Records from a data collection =
++++++++
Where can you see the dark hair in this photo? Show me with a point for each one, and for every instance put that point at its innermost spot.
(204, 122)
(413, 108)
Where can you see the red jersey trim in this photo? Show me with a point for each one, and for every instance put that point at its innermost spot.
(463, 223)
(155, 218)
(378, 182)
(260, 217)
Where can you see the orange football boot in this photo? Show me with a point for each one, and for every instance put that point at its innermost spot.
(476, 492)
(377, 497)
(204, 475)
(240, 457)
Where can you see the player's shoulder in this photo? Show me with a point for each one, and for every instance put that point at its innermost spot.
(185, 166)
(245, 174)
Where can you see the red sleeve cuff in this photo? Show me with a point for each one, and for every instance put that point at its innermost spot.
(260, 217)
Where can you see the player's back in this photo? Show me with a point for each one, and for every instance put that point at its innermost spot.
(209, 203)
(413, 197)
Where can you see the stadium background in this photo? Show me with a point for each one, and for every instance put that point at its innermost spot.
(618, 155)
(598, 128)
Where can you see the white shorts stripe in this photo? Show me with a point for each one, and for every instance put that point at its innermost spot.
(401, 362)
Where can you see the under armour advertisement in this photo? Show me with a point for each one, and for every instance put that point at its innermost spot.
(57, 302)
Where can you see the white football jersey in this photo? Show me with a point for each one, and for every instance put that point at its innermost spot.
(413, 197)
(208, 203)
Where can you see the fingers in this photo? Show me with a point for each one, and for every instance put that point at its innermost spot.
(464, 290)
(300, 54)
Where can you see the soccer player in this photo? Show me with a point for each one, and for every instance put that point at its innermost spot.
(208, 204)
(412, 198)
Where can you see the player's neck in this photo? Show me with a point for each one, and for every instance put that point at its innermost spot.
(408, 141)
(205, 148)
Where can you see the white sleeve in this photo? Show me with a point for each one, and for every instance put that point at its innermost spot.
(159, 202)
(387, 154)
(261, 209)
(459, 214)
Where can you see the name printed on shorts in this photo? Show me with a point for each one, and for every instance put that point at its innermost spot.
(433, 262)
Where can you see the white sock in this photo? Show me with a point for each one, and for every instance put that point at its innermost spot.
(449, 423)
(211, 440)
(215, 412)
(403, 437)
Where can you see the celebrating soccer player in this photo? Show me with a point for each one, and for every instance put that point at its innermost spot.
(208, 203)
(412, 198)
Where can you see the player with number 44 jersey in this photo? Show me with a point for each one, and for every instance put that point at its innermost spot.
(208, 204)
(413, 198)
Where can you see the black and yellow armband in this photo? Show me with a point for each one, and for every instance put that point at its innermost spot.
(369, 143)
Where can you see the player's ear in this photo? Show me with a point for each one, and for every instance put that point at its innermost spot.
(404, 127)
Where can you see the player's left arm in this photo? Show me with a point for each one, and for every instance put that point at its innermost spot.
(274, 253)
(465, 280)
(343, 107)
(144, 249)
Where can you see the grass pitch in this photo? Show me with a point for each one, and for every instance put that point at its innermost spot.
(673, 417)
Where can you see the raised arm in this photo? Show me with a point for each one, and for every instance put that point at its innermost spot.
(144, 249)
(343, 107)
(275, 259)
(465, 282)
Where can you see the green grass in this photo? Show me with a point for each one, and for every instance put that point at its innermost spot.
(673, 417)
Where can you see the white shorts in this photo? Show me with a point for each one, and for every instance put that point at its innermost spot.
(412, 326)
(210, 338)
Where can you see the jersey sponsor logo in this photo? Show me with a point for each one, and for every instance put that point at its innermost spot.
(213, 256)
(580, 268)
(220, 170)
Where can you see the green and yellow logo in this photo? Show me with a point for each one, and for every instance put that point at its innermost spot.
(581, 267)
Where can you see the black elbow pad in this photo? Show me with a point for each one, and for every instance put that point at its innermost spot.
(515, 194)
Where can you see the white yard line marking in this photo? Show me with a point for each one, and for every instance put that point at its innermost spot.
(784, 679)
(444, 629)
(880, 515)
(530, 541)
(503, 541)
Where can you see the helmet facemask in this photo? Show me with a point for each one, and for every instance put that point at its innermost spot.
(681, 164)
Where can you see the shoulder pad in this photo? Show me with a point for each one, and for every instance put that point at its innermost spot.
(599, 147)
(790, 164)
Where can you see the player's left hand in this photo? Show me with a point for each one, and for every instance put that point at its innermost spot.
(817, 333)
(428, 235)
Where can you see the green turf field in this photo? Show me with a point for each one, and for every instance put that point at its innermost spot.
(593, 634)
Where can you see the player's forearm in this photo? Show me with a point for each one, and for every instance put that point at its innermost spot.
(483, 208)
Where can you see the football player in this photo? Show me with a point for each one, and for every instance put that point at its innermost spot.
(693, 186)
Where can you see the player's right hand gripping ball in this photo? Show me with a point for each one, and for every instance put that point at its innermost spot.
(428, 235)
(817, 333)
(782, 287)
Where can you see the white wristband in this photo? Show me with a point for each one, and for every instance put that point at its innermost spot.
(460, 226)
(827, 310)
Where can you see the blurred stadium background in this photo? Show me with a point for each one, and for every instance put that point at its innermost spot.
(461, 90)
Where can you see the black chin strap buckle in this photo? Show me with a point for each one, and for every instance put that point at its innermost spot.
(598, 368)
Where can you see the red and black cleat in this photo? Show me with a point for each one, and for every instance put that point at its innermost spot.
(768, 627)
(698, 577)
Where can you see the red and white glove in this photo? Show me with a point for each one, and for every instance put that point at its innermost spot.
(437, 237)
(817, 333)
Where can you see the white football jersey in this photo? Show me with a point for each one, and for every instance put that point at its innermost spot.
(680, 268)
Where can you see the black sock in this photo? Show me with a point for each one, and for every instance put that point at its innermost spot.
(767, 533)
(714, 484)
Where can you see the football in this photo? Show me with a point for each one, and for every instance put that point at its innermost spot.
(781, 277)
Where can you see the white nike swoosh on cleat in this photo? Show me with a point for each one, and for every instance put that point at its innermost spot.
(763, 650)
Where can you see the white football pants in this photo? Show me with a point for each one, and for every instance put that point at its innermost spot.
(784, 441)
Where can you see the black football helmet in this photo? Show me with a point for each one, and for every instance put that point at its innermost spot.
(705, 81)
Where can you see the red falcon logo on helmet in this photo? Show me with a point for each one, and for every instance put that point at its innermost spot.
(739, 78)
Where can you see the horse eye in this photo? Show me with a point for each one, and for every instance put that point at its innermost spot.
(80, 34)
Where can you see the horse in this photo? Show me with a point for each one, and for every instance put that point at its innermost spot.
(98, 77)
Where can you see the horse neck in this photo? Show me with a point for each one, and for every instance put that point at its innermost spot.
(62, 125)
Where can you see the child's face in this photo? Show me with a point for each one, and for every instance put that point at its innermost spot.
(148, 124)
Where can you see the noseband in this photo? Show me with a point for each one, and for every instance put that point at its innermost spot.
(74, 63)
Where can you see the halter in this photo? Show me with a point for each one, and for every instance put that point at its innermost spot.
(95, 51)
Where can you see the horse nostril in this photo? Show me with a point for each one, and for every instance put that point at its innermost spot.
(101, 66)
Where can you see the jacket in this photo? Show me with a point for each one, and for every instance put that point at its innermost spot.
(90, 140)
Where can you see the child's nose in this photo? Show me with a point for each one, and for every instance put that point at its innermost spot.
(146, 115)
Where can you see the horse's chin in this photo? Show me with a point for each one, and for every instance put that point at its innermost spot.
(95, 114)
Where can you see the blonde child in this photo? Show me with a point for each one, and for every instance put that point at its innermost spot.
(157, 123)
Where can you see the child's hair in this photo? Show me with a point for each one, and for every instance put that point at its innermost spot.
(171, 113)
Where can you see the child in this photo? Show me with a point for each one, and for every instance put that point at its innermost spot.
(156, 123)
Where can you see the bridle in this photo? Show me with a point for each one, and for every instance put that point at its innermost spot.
++++++++
WHAT TO WORK ON =
Exactly and without omission, set down every entry.

TASK ANSWER =
Where can you see the dark hair in this photo? Show me with a point for each one, and for every instance put that point at its innermost spot.
(204, 122)
(413, 108)
Where can you see the red jersey trim in this photo? Show me with a point for each one, and for every instance put that point at its innermost spot.
(463, 223)
(155, 218)
(378, 182)
(260, 217)
Where can you see the orange football boot in this photo? Show me with a point for each one, and for every instance put that point at its innermost spot.
(476, 492)
(377, 497)
(204, 475)
(240, 457)
Where can you see the player's shoulder in this photo? Show me with a point for each one, and for every instance put that point at its innermost spot.
(185, 166)
(245, 174)
Where can you see the red sleeve cuff in this photo? Show me with a point for each one, and for every instance put that point at its innermost spot.
(260, 217)
Where can you see the player's back in this photo? Show me with a point for each one, and for every instance put that point at its innermost spot.
(209, 203)
(413, 197)
Where can you see the stadium background in this photo? Show me with a point for each one, and for every instance put that point at its innermost spot.
(618, 155)
(598, 128)
Where can you see the white shorts stripe in this photo? Show me with a point for each one, and for every instance put that point at its innermost spot.
(401, 362)
Where can you see the under armour advertisement in this photo? Show me with a point for each one, and for every instance put that point at its innermost spot.
(57, 302)
Where can you see the white football jersey in this photo? Show me with a point for each one, and for every instance put that point at its innermost spot.
(413, 197)
(208, 203)
Where can you see the fingers in this photo? Show me with a point for each one, and for every instance put that point at its innermost spot.
(464, 290)
(300, 54)
Where can you see the soccer player in this photo? Show me with a point for each one, and for every instance put that point at its innermost spot.
(208, 204)
(412, 198)
Where can you see the player's neck in this photo? Show me with a point for each one, and for every instance put that point at its innermost spot.
(408, 141)
(205, 148)
Where can you see the white sleeve in this photo? Show me with a point for each one, and for every instance put that point at its innermost spot.
(159, 202)
(387, 154)
(261, 209)
(459, 214)
Where can you see the name printed on shorts in this photo? Show me with a point for each one, and for every instance put that point at its innermost spot.
(433, 262)
Where can you see the white sock in this photo? Show me with a point for each one, and for every instance put that point at its innermost spot.
(449, 423)
(211, 440)
(215, 412)
(403, 437)
Where can you see the celebrating soccer player in this photo? Show me with a point for each one, and for every instance put that point at its innermost spot.
(208, 203)
(412, 198)
Where can you see the player with number 44 jersey in this photo? Show me with a point for each one, and for every instance put that point at its innermost spot.
(208, 204)
(413, 198)
Where can you see the black and yellow armband in this photo? Show me with a point for each one, and for every instance put that point at its innermost spot.
(369, 143)
Where can you see the player's ear in this photo? Show me with a point for each one, and for every instance put that point at its innermost spot.
(404, 127)
Where can you see the player's left arm in this photo? Show me with a point for each one, and for every instance put that point at its innermost spot.
(274, 253)
(465, 280)
(343, 107)
(144, 249)
Where can you see the grass pitch in this photo? Show me with a point for each one, and for every instance put that point at its innermost spot.
(673, 417)
Where can you see the raised arm in this photo? Show me with a point for each one, and for every instance put that point at its innermost spot.
(144, 249)
(343, 107)
(275, 259)
(465, 282)
Where can you see the green grass in this photo? Show me with a point for each one, and for every instance put that point at its innermost spot.
(673, 417)
Where can you see the white shorts in this photo? Show me with a point for each one, and for every instance put that point at its innermost spot.
(412, 326)
(210, 338)
Where can you see the jersey sponsor logo in this photo? Show me with a point for each one, and for every instance put that point at its innermost spot.
(213, 256)
(580, 268)
(220, 170)
Where can you see the green and yellow logo in this photo? Show me with a point for each one, and for every instance put that point at its innermost spot.
(581, 267)
Where can you see the black elbow pad in this photo? Show me with a point for each one, and for every instance put that point at its innermost spot.
(515, 194)
Where can you see the white yard line marking in this photo? Show me with a point for each one, and for every instance put that point at its innermost spot.
(784, 679)
(444, 629)
(880, 515)
(530, 541)
(503, 541)
Where can you see the helmet facemask in this photo? Show me with a point for each one, and for every instance put that point at its innermost spot.
(681, 164)
Where can you see the shoulder pad in this photo? Show me with a point for each one, and for every instance put that point at its innermost spot.
(599, 147)
(790, 164)
Where can you see the player's left hand in this photo? Show me with a point for each one, and for every instance put that point at its innermost spot.
(817, 333)
(428, 235)
Where can you see the green turf field in this photo? Show me with a point for each one, and for every instance put that point at its innermost spot.
(593, 634)
Where can you see the player's forearm in this photo? Show me with a point for each one, and for every instance put that point at its innermost spot.
(483, 208)
Where can you see the football player in this photo? Show me with a point for each one, and for every instance put that point at its innermost spot.
(693, 186)
Where can you see the player's right hand gripping ball in this photo? Show me with a point for each one, and for every instance put that point at its innermost spot.
(428, 235)
(817, 333)
(782, 287)
Where can you see the white wristband in this photo? Show me with a point for each one, and for every instance put that point at its innermost spot.
(460, 226)
(827, 310)
Where can you see the blurred stadium background in this photo? Show me with a point for each one, and for every instance put that point at its innermost spot.
(461, 90)
Where can you see the black chin strap buckle in this photo? Show me with a point for each one, and for every instance put that point at its innermost spot.
(598, 368)
Where can you see the red and black cleat in this photo? Show me with a point for each one, and for every instance put that point at its innermost spot.
(768, 627)
(698, 577)
Where can you see the red and white glove in this photo? Show me with a point for each one, and for every instance put that point at its innermost spot.
(437, 237)
(817, 333)
Where can you see the white football jersey in this photo? Show me with a point for each one, and for every instance put that point at its innermost spot.
(680, 268)
Where can you see the black sock in this photo? Show me with a point for each one, and for every instance put that point at its innermost spot.
(767, 533)
(714, 484)
Where can you see the football in this photo? Show me with a point for each one, and for every instance put that point at its innermost spot.
(781, 277)
Where can you see the white nike swoosh on cleat in this photo? Show me with a point for each one, and for every instance put that point at its innermost spot.
(763, 650)
Where can you see the white football pants in this photo? Show me with a point for each one, and for every instance put that point at its innermost spot.
(784, 441)
Where can you see the black football helmet in this photo? Show me with a point for each one, and for every instance put that point at its innermost spot.
(705, 81)
Where can you see the red falcon logo on helmet in this photo? Show me with a point for each one, and for every instance put that point at its innermost spot.
(739, 78)
Where can you see the horse eye in this photo? Show me with a point for each one, and for every instance put that point at its innermost spot.
(80, 34)
Where can you see the horse in this photo? Show me with a point for each one, and for every instance put that point at its innermost spot.
(98, 77)
Where can you see the horse neck in this photo? Show me with a point for each one, and for every instance put that point at its innermost spot.
(62, 125)
Where can you see the child's face in this photo? Show me with a point for each one, and for every instance put that point at its innermost spot.
(148, 124)
Where can you see the noseband in this photo? Show me with a point for each one, and for every instance put that point at its innermost spot.
(74, 63)
Where can you see the halter in this photo? Show me with a point for each one, and for every instance put that point at its innermost spot.
(95, 51)
Where can you see the horse nostril in this photo? Show me with a point for each one, and for every instance put that point at its innermost spot.
(101, 66)
Where can you see the jacket in this photo? Show me with a point for each one, and for every instance put that point at its innermost spot.
(90, 140)
Where can you see the child's nose in this photo? Show me with a point for each one, and for every instance put that point at its innermost spot.
(146, 115)
Where can you see the horse's chin in this photo? Show me with a point for each one, and for every instance put that point at its innermost spot.
(95, 114)
Where can you see the blonde child in this photo? Show me with a point for each one, and for every instance put that point at its innermost spot.
(157, 123)
Where can you see the child's hair in this photo? Show me with a point for each one, and for every instance put that point at its innermost spot.
(171, 113)
Where can you see the child in this photo? Show me with a point for each one, and for every instance put that point at its innermost spot.
(156, 123)
Where can you see the bridle in this photo? Show me with a point for each one, and for every instance put that point at its innermost spot.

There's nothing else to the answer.